-- Begin TEXT BLOCK --
Mediterranean 1901–02 was a battle honour awarded to the following Militia battalions of the British Army for their service during the Second Boer War of 1899–1902, when they performed garrison duty in the Mediterranean, relieving regular Army battalions for active service:

 3rd Battalion, the Northumberland Fusiliers (Northumberland Light Infantry Regiment of Militia)
 3rd Battalion, the West Yorkshire Regiment (2nd West Yorkshire Light Infantry)
 3rd Battalion, the Royal West Kent Regiment (West Kent Regiment of Militia)
 3rd Battalion, the Seaforth Highlanders (Highland Rifle Militia)
 5th Battalion, the Royal Fusiliers (Royal Westminster, or 3rd Middlesex Militia)
 3rd Battalion, the Loyal North Lancashire Regiment (1st Royal Lancashire Regiment of Militia (The Duke of Lancaster's Own))
-- End TEXT BLOCK --
SHORT PROBLEM 1:
Answer these questions about the Mediterranean 1901–02 battle honour text:
(a) What years does the text give for the Second Boer War?
(b) What duty did the Militia battalions perform in the Mediterranean?
(c) Which numbered battalion of the Royal Fusiliers does the text list?
SHORT PROBLEM 2: Write the next part of the text on the Mediterranean 1901–02 battle honour, starting after its final line.
-- Begin DATASET ENTRIES --
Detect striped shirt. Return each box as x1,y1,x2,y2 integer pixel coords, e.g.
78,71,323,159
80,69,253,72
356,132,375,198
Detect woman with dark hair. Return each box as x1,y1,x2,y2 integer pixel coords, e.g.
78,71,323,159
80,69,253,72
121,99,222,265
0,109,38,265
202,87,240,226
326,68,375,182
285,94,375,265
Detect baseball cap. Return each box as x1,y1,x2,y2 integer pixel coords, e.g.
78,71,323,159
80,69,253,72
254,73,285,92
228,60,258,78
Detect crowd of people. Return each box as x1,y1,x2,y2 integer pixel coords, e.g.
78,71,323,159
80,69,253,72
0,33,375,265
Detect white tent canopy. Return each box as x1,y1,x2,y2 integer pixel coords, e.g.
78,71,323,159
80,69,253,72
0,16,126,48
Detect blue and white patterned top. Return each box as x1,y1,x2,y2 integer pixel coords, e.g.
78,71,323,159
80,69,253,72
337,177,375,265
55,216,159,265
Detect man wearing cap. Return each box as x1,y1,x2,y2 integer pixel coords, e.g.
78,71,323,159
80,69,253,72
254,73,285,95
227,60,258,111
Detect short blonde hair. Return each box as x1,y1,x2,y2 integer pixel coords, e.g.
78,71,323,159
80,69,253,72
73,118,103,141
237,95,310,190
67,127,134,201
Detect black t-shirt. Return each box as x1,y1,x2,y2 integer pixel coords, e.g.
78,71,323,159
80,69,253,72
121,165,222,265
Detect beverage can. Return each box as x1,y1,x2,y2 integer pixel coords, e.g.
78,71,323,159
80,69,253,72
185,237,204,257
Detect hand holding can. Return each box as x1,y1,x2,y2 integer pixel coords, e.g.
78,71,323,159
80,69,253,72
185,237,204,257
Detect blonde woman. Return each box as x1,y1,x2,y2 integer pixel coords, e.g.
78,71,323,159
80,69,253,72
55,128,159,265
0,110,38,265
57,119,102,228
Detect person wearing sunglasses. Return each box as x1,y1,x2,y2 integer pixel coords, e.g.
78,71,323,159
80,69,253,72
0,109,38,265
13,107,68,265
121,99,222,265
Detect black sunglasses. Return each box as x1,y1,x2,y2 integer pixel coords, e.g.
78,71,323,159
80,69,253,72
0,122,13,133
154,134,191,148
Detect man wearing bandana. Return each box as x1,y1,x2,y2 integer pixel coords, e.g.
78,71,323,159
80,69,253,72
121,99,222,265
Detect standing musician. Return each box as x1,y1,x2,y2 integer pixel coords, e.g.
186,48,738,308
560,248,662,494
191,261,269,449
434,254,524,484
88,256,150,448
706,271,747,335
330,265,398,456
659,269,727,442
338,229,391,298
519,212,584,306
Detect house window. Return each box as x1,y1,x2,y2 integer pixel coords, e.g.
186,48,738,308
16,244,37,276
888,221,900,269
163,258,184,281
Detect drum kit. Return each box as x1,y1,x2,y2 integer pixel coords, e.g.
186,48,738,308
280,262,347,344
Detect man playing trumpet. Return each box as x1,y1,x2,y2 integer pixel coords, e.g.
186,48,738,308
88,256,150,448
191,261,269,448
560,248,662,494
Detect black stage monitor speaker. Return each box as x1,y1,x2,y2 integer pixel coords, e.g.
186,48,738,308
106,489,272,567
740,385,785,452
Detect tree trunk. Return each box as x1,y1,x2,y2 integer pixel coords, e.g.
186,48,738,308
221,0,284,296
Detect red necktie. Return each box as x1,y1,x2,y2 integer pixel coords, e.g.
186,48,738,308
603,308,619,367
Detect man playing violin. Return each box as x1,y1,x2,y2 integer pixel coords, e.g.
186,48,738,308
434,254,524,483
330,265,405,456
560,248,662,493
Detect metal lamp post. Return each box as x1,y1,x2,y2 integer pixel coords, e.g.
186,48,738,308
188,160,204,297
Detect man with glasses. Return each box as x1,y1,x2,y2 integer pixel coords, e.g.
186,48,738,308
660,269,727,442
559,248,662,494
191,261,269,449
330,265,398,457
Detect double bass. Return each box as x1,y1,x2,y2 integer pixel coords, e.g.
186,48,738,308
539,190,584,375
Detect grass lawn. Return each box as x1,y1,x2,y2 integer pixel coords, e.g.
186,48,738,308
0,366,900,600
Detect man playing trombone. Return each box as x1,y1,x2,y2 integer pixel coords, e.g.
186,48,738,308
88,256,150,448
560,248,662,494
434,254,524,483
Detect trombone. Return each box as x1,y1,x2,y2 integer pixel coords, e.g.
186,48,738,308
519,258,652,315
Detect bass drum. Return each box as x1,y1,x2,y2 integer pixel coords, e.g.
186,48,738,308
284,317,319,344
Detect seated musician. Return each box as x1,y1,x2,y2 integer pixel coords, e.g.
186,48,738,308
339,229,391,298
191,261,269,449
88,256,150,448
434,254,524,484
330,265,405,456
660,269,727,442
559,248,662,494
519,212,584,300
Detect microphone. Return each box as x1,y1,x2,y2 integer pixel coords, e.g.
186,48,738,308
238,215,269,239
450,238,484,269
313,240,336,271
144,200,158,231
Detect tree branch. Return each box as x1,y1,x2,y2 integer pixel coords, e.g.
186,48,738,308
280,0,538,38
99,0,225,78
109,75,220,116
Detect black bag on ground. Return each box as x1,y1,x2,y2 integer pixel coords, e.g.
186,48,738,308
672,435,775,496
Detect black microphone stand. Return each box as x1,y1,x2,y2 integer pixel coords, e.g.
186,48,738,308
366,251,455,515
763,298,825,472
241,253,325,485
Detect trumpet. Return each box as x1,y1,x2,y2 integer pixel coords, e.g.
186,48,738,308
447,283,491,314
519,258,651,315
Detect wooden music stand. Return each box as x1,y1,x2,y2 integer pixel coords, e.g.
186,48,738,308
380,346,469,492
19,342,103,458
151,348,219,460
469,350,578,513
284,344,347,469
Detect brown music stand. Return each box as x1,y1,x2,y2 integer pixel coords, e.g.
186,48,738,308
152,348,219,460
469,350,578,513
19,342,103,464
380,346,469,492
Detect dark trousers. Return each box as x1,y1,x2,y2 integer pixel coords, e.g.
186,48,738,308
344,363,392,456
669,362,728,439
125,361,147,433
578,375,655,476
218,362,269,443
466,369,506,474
-- End DATASET ENTRIES --
WRITTEN REPLY 1:
(a) 1899–1902
(b) Garrison duty, relieving regular Army battalions for active service
(c) The 5th Battalion (Royal Westminster, or 3rd Middlesex Militia)

WRITTEN REPLY 2:
 3rd Battalion, the King's Own Yorkshire Light Infantry (1st West Yorkshire Regiment of Militia)
 5th Battalion, the Royal Munster Fusiliers (Royal Limerick County Militia (Fusiliers))

Personnel of these battalions were awarded the Queen's Mediterranean Medal.

This should not be confused with the award Mediterranean which was awarded for service in the Crimean War.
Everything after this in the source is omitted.